◆ **Text under study**:
++++++++++++++++++++
The next night unfolded in a similar fashion. And the night after that. My somewhat cavalier and arrogant entrance into the quarter ("Hey, this is already my third quarter of graduate school... I know the drill by now!") gave way to a rather pathetic ejaculation of "get-this-done-by-the-seat-of-my-pants." Rock Bottom (or at least the first glimpses of it) came about two weeks into the quarter, when I gave quite possibly the worst presentation of my adult life to a room of twenty brainiacs. Figuratively decapitated both during the presentation and afterwards by a few peers, I spent some time mulling over my sobering future: the powers-that-be unanimously and persistently state that "this is the easy part." If I'm barely hanging on at this point, how can I hope to take the next step, the step after that, and so forth?
++++++++++++++++++++
◆ **Dataset**:
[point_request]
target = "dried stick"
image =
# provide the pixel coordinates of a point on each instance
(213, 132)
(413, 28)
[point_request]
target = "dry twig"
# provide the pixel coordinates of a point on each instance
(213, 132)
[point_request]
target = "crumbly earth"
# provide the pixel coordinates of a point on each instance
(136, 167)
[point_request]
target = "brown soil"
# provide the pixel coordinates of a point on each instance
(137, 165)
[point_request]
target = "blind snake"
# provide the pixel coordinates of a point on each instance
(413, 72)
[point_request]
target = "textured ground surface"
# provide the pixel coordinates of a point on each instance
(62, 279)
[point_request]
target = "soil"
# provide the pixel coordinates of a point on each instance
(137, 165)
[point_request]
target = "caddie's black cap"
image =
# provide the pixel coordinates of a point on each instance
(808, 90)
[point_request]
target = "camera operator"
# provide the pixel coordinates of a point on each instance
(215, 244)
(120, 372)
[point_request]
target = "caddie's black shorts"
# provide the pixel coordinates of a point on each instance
++++++++++++++++++++
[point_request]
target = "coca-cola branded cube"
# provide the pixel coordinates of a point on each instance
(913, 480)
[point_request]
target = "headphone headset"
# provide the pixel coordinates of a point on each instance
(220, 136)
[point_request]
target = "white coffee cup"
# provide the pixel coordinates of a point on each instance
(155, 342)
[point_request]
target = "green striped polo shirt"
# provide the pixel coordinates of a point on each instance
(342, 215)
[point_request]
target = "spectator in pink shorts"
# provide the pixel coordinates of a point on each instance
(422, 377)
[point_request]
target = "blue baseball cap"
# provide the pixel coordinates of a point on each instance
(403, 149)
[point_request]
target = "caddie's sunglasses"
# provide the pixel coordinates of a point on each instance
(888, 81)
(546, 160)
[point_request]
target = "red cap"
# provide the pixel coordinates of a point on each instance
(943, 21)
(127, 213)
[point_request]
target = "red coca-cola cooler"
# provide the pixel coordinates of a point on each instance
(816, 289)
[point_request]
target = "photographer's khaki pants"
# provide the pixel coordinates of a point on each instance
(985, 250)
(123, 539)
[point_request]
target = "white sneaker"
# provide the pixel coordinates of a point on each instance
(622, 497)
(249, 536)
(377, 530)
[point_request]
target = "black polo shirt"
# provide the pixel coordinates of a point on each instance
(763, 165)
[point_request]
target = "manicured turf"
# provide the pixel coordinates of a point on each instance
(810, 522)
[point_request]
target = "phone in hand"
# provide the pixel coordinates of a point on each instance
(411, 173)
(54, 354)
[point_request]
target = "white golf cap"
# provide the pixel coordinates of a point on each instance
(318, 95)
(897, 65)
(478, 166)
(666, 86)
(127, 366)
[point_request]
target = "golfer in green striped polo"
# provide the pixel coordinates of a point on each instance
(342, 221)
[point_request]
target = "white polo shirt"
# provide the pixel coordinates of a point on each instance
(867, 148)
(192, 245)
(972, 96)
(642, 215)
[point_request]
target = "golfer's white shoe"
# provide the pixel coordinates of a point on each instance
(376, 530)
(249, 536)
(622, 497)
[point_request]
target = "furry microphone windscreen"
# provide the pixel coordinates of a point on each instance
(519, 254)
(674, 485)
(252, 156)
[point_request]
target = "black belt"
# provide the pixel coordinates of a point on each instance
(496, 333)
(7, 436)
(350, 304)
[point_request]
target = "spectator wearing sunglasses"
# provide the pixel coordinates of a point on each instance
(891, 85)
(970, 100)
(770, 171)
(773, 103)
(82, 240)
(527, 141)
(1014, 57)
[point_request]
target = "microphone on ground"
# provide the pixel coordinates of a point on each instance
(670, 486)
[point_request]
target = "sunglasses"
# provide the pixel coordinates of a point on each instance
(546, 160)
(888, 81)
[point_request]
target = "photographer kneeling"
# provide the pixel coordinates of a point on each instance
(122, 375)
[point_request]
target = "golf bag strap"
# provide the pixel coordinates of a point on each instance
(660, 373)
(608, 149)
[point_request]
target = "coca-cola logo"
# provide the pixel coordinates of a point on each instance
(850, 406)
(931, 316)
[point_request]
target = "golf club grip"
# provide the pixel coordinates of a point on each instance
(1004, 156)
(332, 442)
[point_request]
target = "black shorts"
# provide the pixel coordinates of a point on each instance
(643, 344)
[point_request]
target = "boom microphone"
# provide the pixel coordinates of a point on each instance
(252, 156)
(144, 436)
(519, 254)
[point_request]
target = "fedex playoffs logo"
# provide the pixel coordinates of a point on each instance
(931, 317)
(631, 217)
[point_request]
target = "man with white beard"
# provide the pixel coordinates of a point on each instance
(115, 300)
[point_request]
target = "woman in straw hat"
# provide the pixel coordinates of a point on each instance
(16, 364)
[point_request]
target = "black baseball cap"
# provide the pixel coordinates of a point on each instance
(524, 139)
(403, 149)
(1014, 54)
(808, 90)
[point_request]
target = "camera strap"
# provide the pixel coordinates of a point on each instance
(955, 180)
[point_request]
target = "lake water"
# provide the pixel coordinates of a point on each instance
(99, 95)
++++++++++++++++++++
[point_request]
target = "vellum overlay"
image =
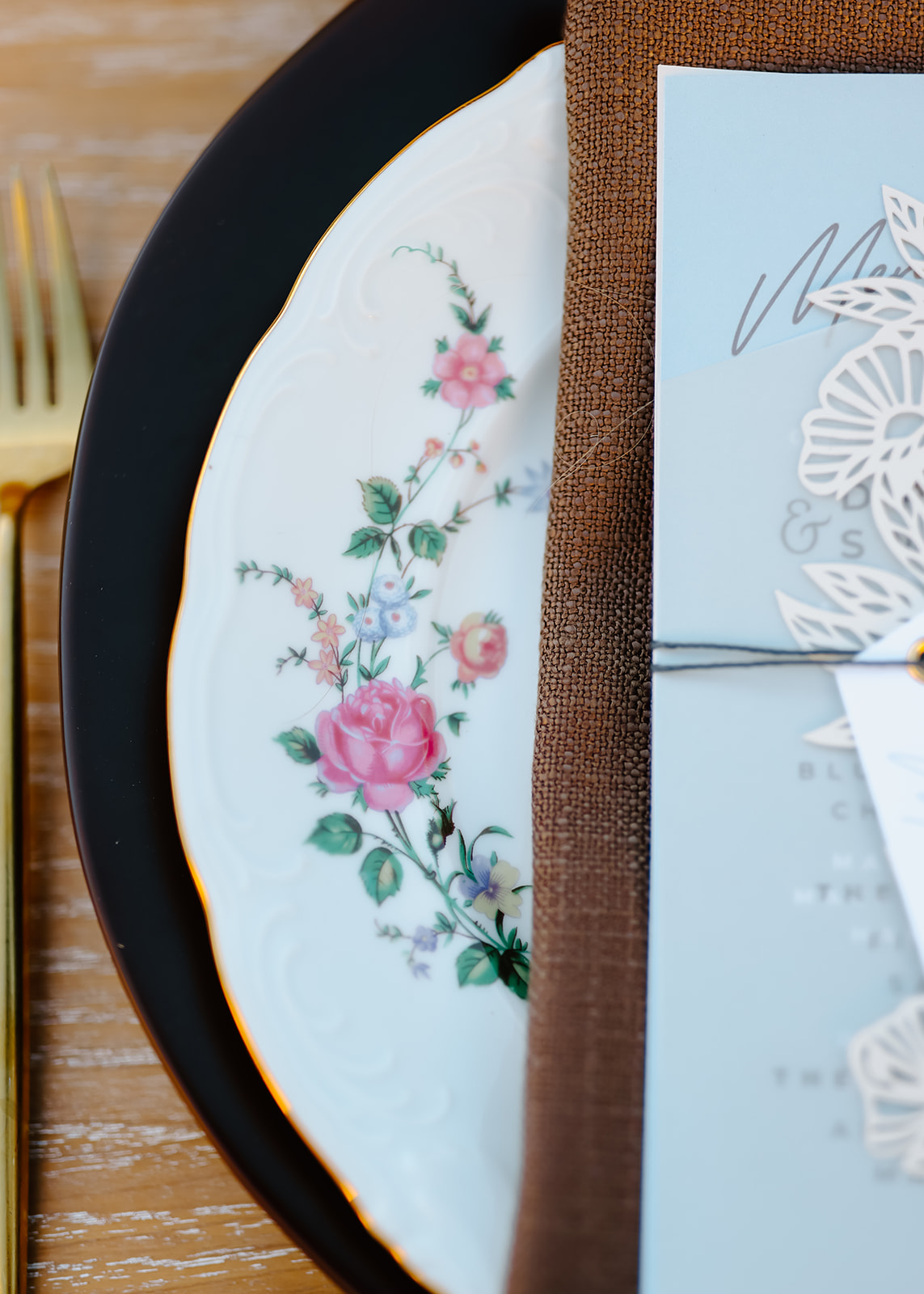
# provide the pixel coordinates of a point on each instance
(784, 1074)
++++++++++++++++++++
◆ **Work task**:
In the passage about the graduate school quarter, why does the writer view the future as sobering?

◆ **Answer to this problem**:
The powers-that-be unanimously and persistently say that "this is the easy part." Since the writer is barely hanging on already, they wonder how they can hope to take the next step and the steps after it.